A simple workflow for PoweREST

Lan Shui

2024-06-27

This vignette highlights a simple example workflow for performing power analysis for ST data using the PoweREST R package. A detailed version can be found on PoweREST GitHub page.

Load Packages

Once installed, PoweREST can be simply loaded (along with the required packages) as follows:

#install.packages("devtools")
#devtools::install_github("lanshui1998/PoweREST")
#----or
#install.packages("PoweREST")
library(PoweREST)

Prepare data

#load ST data in R by Seurat:
#here we load the pancreatic cancer data which is available on GitHub page
three_areas <- readRDS("your path to/GSE233293_scMC.all.3areas.final")
Idents(three_areas)
#Levels: Peri Juxta Epi
SeuratObject_splitlist<-Seurat::SplitObject(three_areas, split.by = "ident")

#split the ST data into three areas
for (i in 1:length(SeuratObject_splitlist)) {
  SeuratObject_splitlist[[i]][['Condition']]<-ifelse(SeuratObject_splitlist[[i]][['Type']]=='LG','LG','HR')
}

for (i in 1:length(SeuratObject_splitlist)) {
  Seurat::Idents(SeuratObject_splitlist[[i]])<-"Condition"
}

# Take Peri area for example for downstream analysis
Peri<-SeuratObject_splitlist$Peri

Compute power values through Bootstrapping

result<-PoweREST(Peri,cond='Condition',replicates=5,spots_num=80,iteration=100)

#---For test, try this first
#PoweREST(Peri,cond='Condition',replicates=5,spots_num=80,iteration=2)
#---To get faster, try this
#devtools::install_github('immunogenomics/presto')

Instead of using default Wilcoxon test

# For example, use the Student's t-test
result2<-PoweREST(Peri,cond='Condition',replicates=5,spots_num=80,iteration=100,test.use="t")

Users can also use PoweREST_gene and PoweREST_subset to perform the power estimation upon one gene or a subset of genes. ### PoweREST_gene

PoweREST_gene(Peri,cond='Condition',replicates=5,spots_num=80,gene_name='MUC1',pvalue=0.00001)

PoweREST_subset

PoweREST_subset(Peri,cond='Condition',replicates=5,spots_num=80,pvalue=0.05,logfc.threshold = 0.1,min.pct = 0.01)

Fit the power surface using smoothing splines

#Fit the power surface for sample size=5 in each arm
b<-fit_powerest(result$power,result$avg_logFC,result$avg_PCT)

Visualize the power surface

pred <- pred_powerest(b,xlim= c(0,6),ylim=c(0,1))
vis_powerest(pred,theta=-30,phi=30,color='heat',ticktype = "detailed",xlim=c(0,6),nticks=5)

Create interactive visualization result

plotly_powerest(pred,fig_title='Power estimation result')

Fit local power surface with XGBoost

# Fit the local power surface of avg_log2FC_abs between 1 and 2
avg_log2FC_abs_1_2<-dplyr::filter(power,avg_log2FC_abs>1 & avg_log2FC_abs<2)
# Fit the model
bst<-fit_XGBoost(power$power,avg_log2FC=power$avg_log2FC_abs,avg_PCT=power$mean_pct,replicates=power$sample_size)
# Make predictions
pred<-pred_XGBoost(bst,n.grid=30,xlim=c(0,1.5),ylim=c(0,0.1),replicates=3)

Visualize the local power surface

#2D version
vis_XGBoost(pred,view='2D',legend_name='Power',xlab='avg_log2FC_abs',ylab='mean_pct')
#3D version
vis_XGBoost(pred,view='3D',legend_name='Power',xlab='avg_log2FC_abs',ylab='mean_pct')

## [Exercise]
Return the passage of the PoweREST workflow page between "# For example, use" and "0.1,min.pct = 0.01)", inclusive. The rows that follow the PoweREST workflow page come from a separate source.

Entries from a collection:
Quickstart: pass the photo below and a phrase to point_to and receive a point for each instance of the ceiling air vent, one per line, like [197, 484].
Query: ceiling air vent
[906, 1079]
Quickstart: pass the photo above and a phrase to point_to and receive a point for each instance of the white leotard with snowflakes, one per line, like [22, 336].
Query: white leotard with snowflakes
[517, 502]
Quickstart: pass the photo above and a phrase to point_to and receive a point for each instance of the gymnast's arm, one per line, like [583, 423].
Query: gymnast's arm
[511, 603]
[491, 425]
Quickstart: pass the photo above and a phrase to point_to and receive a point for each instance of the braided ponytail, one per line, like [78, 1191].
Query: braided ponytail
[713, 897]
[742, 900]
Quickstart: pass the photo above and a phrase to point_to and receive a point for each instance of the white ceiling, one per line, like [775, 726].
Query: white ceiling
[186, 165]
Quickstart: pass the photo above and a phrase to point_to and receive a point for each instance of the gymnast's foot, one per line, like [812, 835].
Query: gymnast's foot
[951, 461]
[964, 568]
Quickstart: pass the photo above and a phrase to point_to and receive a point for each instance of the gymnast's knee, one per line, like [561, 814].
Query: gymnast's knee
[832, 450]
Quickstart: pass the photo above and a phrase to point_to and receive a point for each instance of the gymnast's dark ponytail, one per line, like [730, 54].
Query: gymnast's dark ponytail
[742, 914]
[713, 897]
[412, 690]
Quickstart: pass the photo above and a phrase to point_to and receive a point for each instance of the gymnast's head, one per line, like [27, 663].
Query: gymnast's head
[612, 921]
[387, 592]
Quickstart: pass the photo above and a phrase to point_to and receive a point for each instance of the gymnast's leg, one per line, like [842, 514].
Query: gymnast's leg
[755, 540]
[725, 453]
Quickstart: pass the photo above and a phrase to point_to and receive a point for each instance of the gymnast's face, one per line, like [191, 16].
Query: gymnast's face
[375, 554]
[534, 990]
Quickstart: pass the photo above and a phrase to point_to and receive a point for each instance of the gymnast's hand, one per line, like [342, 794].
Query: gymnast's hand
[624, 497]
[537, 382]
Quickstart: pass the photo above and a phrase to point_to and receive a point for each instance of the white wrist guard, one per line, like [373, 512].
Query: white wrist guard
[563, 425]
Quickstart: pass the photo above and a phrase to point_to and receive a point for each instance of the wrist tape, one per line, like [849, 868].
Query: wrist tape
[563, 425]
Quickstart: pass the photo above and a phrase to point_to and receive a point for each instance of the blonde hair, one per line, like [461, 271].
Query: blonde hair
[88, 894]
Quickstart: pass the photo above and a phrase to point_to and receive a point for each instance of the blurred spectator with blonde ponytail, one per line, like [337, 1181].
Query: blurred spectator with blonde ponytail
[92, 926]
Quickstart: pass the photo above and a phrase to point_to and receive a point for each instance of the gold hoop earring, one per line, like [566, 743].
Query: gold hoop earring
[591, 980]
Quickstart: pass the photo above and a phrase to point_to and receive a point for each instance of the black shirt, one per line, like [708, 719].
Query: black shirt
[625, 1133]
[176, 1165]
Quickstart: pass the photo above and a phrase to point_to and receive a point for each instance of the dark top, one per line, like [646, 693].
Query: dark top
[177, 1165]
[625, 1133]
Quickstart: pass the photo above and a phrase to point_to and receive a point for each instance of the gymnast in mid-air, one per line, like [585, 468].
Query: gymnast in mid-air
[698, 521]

---

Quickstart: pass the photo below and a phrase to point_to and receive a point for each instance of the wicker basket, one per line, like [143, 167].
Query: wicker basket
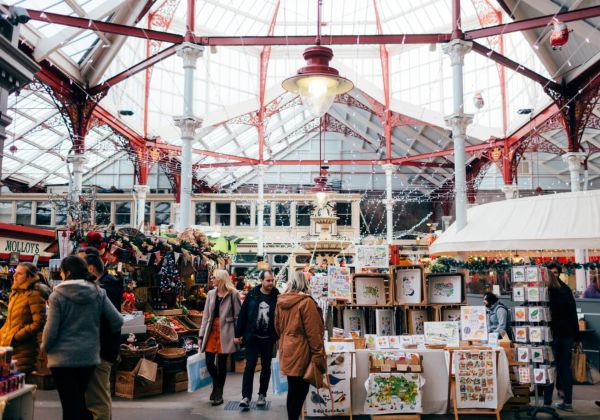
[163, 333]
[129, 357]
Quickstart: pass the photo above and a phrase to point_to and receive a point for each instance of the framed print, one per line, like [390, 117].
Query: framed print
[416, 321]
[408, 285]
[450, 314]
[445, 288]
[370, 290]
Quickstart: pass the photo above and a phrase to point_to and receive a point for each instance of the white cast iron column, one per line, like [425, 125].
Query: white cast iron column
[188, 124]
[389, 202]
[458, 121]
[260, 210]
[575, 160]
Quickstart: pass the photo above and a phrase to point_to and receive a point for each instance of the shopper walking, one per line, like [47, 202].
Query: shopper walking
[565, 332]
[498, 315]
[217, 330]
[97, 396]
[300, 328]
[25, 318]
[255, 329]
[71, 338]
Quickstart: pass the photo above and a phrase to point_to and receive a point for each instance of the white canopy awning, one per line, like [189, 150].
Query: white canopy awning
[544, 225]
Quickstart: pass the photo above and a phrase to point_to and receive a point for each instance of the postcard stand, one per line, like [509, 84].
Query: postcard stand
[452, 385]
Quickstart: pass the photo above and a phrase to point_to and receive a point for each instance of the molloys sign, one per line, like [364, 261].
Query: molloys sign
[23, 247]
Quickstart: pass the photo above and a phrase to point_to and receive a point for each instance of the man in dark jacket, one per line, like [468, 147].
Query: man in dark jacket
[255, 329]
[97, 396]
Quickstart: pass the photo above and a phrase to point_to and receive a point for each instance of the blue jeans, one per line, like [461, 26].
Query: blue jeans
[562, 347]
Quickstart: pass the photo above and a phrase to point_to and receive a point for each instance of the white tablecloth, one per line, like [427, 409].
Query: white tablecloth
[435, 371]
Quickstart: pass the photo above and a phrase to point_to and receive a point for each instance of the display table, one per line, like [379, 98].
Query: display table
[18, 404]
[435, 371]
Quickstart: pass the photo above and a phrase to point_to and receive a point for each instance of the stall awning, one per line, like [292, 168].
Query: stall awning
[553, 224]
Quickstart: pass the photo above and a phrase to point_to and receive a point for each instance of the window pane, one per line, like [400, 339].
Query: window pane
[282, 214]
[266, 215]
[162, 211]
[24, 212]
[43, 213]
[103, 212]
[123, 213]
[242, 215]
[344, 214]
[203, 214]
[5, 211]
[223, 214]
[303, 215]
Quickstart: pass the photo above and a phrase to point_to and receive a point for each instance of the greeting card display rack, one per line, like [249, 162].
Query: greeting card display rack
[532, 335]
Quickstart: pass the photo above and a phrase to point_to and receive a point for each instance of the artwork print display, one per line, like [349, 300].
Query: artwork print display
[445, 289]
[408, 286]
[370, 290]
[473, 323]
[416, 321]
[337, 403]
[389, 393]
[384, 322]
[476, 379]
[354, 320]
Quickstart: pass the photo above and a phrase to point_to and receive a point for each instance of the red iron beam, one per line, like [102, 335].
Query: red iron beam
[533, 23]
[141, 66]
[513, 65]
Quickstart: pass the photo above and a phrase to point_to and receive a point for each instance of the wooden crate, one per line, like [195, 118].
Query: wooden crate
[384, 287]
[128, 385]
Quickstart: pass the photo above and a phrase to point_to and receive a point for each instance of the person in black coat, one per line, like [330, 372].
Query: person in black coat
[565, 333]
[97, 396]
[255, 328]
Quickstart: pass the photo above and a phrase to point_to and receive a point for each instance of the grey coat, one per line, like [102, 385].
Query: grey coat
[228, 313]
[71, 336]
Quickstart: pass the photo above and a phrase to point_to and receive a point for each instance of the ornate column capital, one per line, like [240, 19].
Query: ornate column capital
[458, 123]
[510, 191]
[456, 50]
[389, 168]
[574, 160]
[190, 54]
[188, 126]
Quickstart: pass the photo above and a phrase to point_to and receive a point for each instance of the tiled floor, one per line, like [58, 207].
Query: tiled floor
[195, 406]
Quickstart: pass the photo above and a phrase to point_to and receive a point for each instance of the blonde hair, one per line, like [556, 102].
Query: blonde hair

---

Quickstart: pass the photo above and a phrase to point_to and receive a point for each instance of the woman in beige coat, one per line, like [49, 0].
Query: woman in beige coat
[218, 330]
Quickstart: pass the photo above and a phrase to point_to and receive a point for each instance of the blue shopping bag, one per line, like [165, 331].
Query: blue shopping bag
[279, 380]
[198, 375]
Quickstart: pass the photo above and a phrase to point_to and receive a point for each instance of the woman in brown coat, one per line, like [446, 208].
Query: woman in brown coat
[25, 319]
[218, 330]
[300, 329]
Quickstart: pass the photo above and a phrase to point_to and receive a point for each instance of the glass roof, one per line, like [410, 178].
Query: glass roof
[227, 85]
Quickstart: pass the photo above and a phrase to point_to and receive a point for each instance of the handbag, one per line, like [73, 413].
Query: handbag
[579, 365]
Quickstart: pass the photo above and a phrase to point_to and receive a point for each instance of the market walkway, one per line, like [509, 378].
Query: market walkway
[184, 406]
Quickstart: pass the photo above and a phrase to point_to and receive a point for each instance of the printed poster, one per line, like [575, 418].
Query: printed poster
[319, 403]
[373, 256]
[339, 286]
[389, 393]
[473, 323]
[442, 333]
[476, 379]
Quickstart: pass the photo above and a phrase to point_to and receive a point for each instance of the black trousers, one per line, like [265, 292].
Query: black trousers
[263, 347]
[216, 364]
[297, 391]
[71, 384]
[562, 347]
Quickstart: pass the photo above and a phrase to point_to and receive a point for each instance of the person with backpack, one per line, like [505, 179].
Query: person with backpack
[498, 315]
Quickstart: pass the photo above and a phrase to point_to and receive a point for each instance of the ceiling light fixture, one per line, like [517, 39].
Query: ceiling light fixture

## [Answer for this exercise]
# For example, use the Student's t-test
result2<-PoweREST(Peri,cond='Condition',replicates=5,spots_num=80,iteration=100,test.use="t")

Users can also use PoweREST_gene and PoweREST_subset to perform the power estimation upon one gene or a subset of genes. ### PoweREST_gene

PoweREST_gene(Peri,cond='Condition',replicates=5,spots_num=80,gene_name='MUC1',pvalue=0.00001)

PoweREST_subset

PoweREST_subset(Peri,cond='Condition',replicates=5,spots_num=80,pvalue=0.05,logfc.threshold = 0.1,min.pct = 0.01)